#### Text excerpt:
┏━━
The Everitts have been a triad for four years. Shallena and Cliff were married for 14 years prior to meeting Sonya in summer of 2013. For edification purposes, a triad is a polyamorous dynamic in which three persons are all romantically involved with one another, creating a “triangle of love” if you will. The relationship started with Cliff and Sonya interacting in a Facebook group online, although Sonya and Shallena were the ones that went on a date together first. Sonya was only interested in Cliff first, but the relationship evolved. “Sonya was consistent,” Shallena said when I asked what made Sonya a match for them both.


Triads, especially Female/Male/Female ones, catch a lot of flak in the polyamorous community, with terms like “unicorns” and “unicorn hunters” being words that bring up negative connotations of couples preying on defenseless single bisexual women to force into relationship captivity. I have my own difficult experience when it comes to triads. Mine ended after a challenging two years together in 2016. Ironically, they are the most sought after dynamic and the one most publicly depicted. With the running narrative of triads being nearly impossible to maintain, especially within the black community, stories like the Everitts are rare.

“Cliff played a trick on me before he asked me to marry them, so I was mad at him,” Sonya laughed as she remembered the proposal. Cliff told her right before he asked that they wouldn’t be having a ceremony to throw her off the scent. “I like practical jokes,” he chuckled. Shallena did all of the wedding planning, with Cliff and Sonya pitching in where they could. “One of my biggest concerns was what the officiant would be saying,” Shallena told me, adding that she wrote the speech herself by tweaking a traditional wedding one she found online. The trio’s children, four girls and one boy, were all a part of the ceremony, and all three of their families were in attendance. “We’re out to all of our families,” Shallena said. For the honeymoon, they enjoyed a cruise to Bermuda. When asked what was next on their journey, they answered that getting the legal paperwork to recognize Sonya as their partner. They adamantly stressed that they would be having no more children.
┗━━
#### Task A:
Summarize the piece on the Everitt triad in two sentences.
#### Task B:
Copy the passage of the piece on the Everitt triad from "Triads, especially Female/Male/Female" to "Everitts are rare.", substituting "poly community" for "polyamorous community".
Rely only on the piece on the Everitt triad itself.

Region pointing data:
┏━━
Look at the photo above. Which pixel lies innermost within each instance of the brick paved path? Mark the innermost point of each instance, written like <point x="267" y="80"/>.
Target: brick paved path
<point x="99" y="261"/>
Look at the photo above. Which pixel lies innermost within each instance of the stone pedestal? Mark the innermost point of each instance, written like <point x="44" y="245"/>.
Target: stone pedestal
┗━━
#### Result A:
Shallena and Cliff Everitt, married for 14 years before meeting Sonya in 2013, have been in a triad with her for four years, a polyamorous arrangement in which all three are romantically involved with one another. Shallena planned their wedding, which included their five children and all three families, and after a honeymoon cruise to Bermuda they intend to seek legal recognition of Sonya as their partner but will have no more children.

#### Result B:
Triads, especially Female/Male/Female ones, catch a lot of flak in the poly community, with terms like “unicorns” and “unicorn hunters” being words that bring up negative connotations of couples preying on defenseless single bisexual women to force into relationship captivity. I have my own difficult experience when it comes to triads. Mine ended after a challenging two years together in 2016. Ironically, they are the most sought after dynamic and the one most publicly depicted. With the running narrative of triads being nearly impossible to maintain, especially within the black community, stories like the Everitts are rare.